## Request 1
Repeat verbatim the passage of the article on EB-5 redeployment below, beginning at the words "In recognition of" and ending after the words "choosing another project?".

Redeployment: The New Frontier
By Osvaldo F. Torres, Torres Law, PA
Redeployment of EB-5 capital is just one more of the current issues with which the EB-5 industry is struggling. It is a complex matter, one which suffers from a dearth of clear United States Citizenship and Immigration Services (USCIS) guidance. The danger of redeployment is that its shadow, its underbelly, is diversion. In other words, if redeployment is not addressed or properly treated in the offering and related operative documents and a redeployment is effected, we run the risk of it being deemed a diversion of EB-5 funds, which would likely lead to securities law liability. The other danger of redeployment is denial of investor petitions. Should USCIS adjudicate that the investment into which EB-5 funds were redeployed failed to meet the EB-5 program’s “at-risk” requirements, the investor’s Form I-829 petition would be denied.
In recognition of the topic’s emergence, USCIS issued a draft policy memorandum dated August 10, 2015 (USCIS Draft Memorandum) that attempts to, but does not definitively address, the main issues occasioned by redeployment. In fact, redeployment is so pressing that, coincidentally, just a few days ago a client emailed the following to me:
The redeployment term attached seems to mean that the fund[s] can be redeployed to [an]other project without EB-5 investors’ approval. Is this correct? If so, investors may ask what if the new project has high risk. Is this redeployment term widely used in EB-5 industry now? How do you explain to investors about this matter which doesn’t require investors’ consent in choosing another project?

## Supplied records
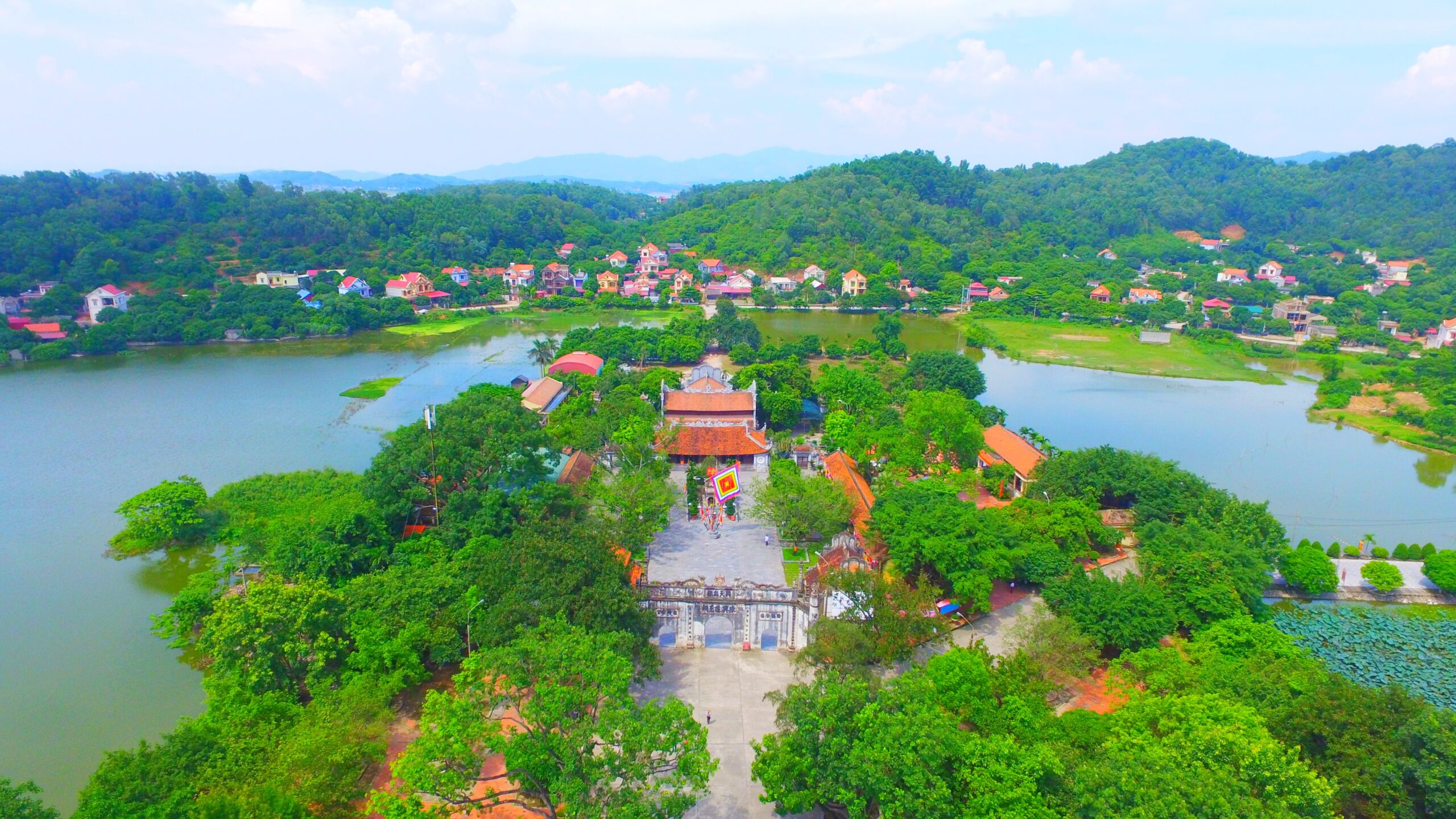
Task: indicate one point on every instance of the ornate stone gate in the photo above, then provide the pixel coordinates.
(690, 615)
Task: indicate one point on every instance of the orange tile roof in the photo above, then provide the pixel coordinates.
(736, 401)
(736, 439)
(1012, 449)
(577, 470)
(843, 471)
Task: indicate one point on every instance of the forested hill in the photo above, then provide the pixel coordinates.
(912, 209)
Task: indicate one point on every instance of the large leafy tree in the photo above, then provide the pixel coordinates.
(22, 802)
(555, 709)
(799, 506)
(942, 369)
(1196, 755)
(162, 516)
(276, 636)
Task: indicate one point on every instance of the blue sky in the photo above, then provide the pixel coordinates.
(437, 86)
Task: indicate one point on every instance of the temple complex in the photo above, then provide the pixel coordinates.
(706, 417)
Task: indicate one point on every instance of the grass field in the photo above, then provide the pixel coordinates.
(372, 388)
(437, 327)
(1119, 350)
(1385, 426)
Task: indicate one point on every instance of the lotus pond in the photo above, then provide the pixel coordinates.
(1378, 646)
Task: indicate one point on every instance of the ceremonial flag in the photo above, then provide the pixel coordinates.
(726, 484)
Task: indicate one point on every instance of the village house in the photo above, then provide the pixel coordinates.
(783, 284)
(1296, 312)
(555, 279)
(520, 279)
(1005, 446)
(578, 362)
(1446, 334)
(544, 395)
(47, 331)
(105, 296)
(277, 279)
(408, 286)
(706, 417)
(854, 283)
(1270, 271)
(354, 284)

## Request 2
Reproduce exactly the lines of the records above, beginning at the line that contains "Task: indicate one point on every instance of the large" and ending after the final line of the records, with both of those lines included.

## Complete response 1
In recognition of the topic’s emergence, USCIS issued a draft policy memorandum dated August 10, 2015 (USCIS Draft Memorandum) that attempts to, but does not definitively address, the main issues occasioned by redeployment. In fact, redeployment is so pressing that, coincidentally, just a few days ago a client emailed the following to me:
The redeployment term attached seems to mean that the fund[s] can be redeployed to [an]other project without EB-5 investors’ approval. Is this correct? If so, investors may ask what if the new project has high risk. Is this redeployment term widely used in EB-5 industry now? How do you explain to investors about this matter which doesn’t require investors’ consent in choosing another project?

## Complete response 2
Task: indicate one point on every instance of the large leafy tree in the photo above, then provide the pixel coordinates.
(22, 802)
(555, 709)
(799, 506)
(942, 369)
(1196, 755)
(162, 516)
(276, 636)
Task: indicate one point on every instance of the blue sky in the photo above, then provide the pixel coordinates.
(437, 86)
Task: indicate one point on every instance of the temple complex in the photo above, then provide the pixel coordinates.
(706, 417)
Task: indicate one point on every instance of the grass field in the photo above, then provide the pixel coordinates.
(372, 388)
(437, 327)
(1119, 350)
(1385, 426)
Task: indicate one point on every instance of the lotus pond in the photo above, then provide the pixel coordinates.
(1378, 646)
Task: indicate one point on every instance of the ceremonial flag in the photo above, then provide the pixel coordinates.
(726, 484)
Task: indicate one point on every instance of the village house in the photo above, then provide the pixel coordinates.
(783, 284)
(1296, 312)
(555, 279)
(520, 279)
(1005, 446)
(578, 362)
(1446, 334)
(544, 395)
(47, 331)
(105, 296)
(277, 279)
(408, 286)
(706, 417)
(854, 283)
(1270, 271)
(354, 284)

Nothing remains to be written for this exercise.